**Отрывок**:
==*==

Хотя собственное время жизни человека экзистенциально ограничено, он тем не менее обитает в куда более протяженном временном горизонте, который уходит значительно дальше границ личного опыта. Поэтому индивидуальная память вмещает в себя гораздо больше, нежели содержание собственного неповторимого опыта; в человеке всегда совмещаются индивидуальная и коллективная память.
В дальнейшем будут подробно рассмотрены эти различные временные горизонты, называемые «горизонтами памяти». Предполагается, что «Мы» – группы, о которых шла речь выше, конструируют специфическую форму памяти: «Мы» – память семьи, соседей, поколения, общества, нации, культуры. Не всегда легко определить, где кончается одна формация памяти и начинается другая, ибо их отдельные элементы совмещаются в конкретном человеке, перемешиваются в нем и наслаиваются друг на друга. И все-таки небесполезно задаться вопросом о различных уровнях и параметрах памяти, поскольку им присущи разные функции и динамика. При этом использованное в названии данной главы противопоставление «индивидуальной» и «коллективной» памяти будет детализовано и заменено на четыре формации, которые различаются по критериям пространственно-временного диапазона, по размеру группы, а также по ее неустойчивости или стабильности: память индивидуума, социальной группы, политического коллектива нации и, наконец, память культуры
Я начинаю раздел об индивидуальной памяти пессимистическим высказыванием одного английского врача середины XVII века по поводу возможностей человеческой памяти: «По ходу времени чередуются свет и тьма, вот так же забвению принадлежит в нашей жизни не меньшее место, чем воспоминанию. От счастья сохраняются лишь поверхностные впечатления, и даже самые глубокие раны способны зарубцеваться. Наши чувства не выносят крайностей, и страдание разрушает либо нас, либо самое себя»[7]. Сэр Томас Браун написал эти слова под влиянием христианского пессимизма относительно стойкости человека перед лицом земных испытаний. Не намного оптимистичнее мнение современных нейрологов и специалистов по когнитивной психологии, изучающих потенциал человеческой памяти. Исследуя обманчивый характер воспоминаний, они показали, до чего эфемерны и ненадежны наши воспоминания[8]. И все же приходится констатировать, что при всей ее ненадежности именно память делает человека человеком. Без нее нельзя ни сформировать собственную личность, ни общаться с другими людьми. Каждому необходимы собственные воспоминания, ибо они служат материалом, из которого создаются личный опыт, взаимоотношения с другими, а главное, образ своей собственной идентичности[9]. Впрочем, лишь небольшая часть наших воспоминаний, проходя речевую обработку, образует основу имплицитной истории жизни. Бóльшая часть наших воспоминаний, по выражению Пруста, «дремлет» в нас, ожидая внешнего импульса для «пробуждения». Тогда эти воспоминания внезапно осознаются, вновь обретают чувственное присутствие и при соответствующих условиях получают словесное воплощение, чтобы стать частью репертуара воспоминаний, присутствующих в сознании. К наличным воспоминаниям и «досознательным» воспоминаниям добавляются недоступные «бессознательные» воспоминания, которые находятся под запретом; их охраняют сторожа, чьи имена «вытеснение» или «травма». Подобные воспоминания слишком болезненны или постыдны, чтобы выйти на поверхность сознания без посторонней помощи, будь то терапия или некий нажим.

==*==

**Задание 1**:
Кем был автор пессимистического высказывания о возможностях человеческой памяти, которое приводится в отрывке о памяти?
**Задание 2**:
Перечислите все формации памяти, которые в отрывке о памяти заменяют противопоставление индивидуальной и коллективной памяти.
**Задание 3**:
Воспроизведите дословно часть отрывка о памяти, начиная со слов "Хотя собственное время" и заканчивая словами "и коллективная память.".
Список никак не связан с отрывком о памяти.

==*==

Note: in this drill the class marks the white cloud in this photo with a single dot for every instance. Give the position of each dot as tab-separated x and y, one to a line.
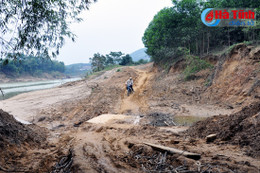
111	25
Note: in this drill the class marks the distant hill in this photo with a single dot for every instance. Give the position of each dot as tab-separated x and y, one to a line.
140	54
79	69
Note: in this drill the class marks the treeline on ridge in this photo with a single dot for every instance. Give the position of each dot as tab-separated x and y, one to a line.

==*==

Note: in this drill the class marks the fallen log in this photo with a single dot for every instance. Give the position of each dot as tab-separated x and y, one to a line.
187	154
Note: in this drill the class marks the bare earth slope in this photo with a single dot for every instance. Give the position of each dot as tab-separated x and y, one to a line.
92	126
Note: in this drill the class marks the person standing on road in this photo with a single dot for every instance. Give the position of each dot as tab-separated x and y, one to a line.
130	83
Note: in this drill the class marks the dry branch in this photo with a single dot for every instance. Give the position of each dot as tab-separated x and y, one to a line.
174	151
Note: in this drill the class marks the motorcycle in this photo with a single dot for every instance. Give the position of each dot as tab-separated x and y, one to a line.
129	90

==*==

**Ответ 1**:
Это сэр Томас Браун, английский врач середины XVII века.

**Ответ 2**:
Память индивидуума, память социальной группы, память политического коллектива нации, память культуры.

**Ответ 3**:
Хотя собственное время жизни человека экзистенциально ограничено, он тем не менее обитает в куда более протяженном временном горизонте, который уходит значительно дальше границ личного опыта. Поэтому индивидуальная память вмещает в себя гораздо больше, нежели содержание собственного неповторимого опыта; в человеке всегда совмещаются индивидуальная и коллективная память.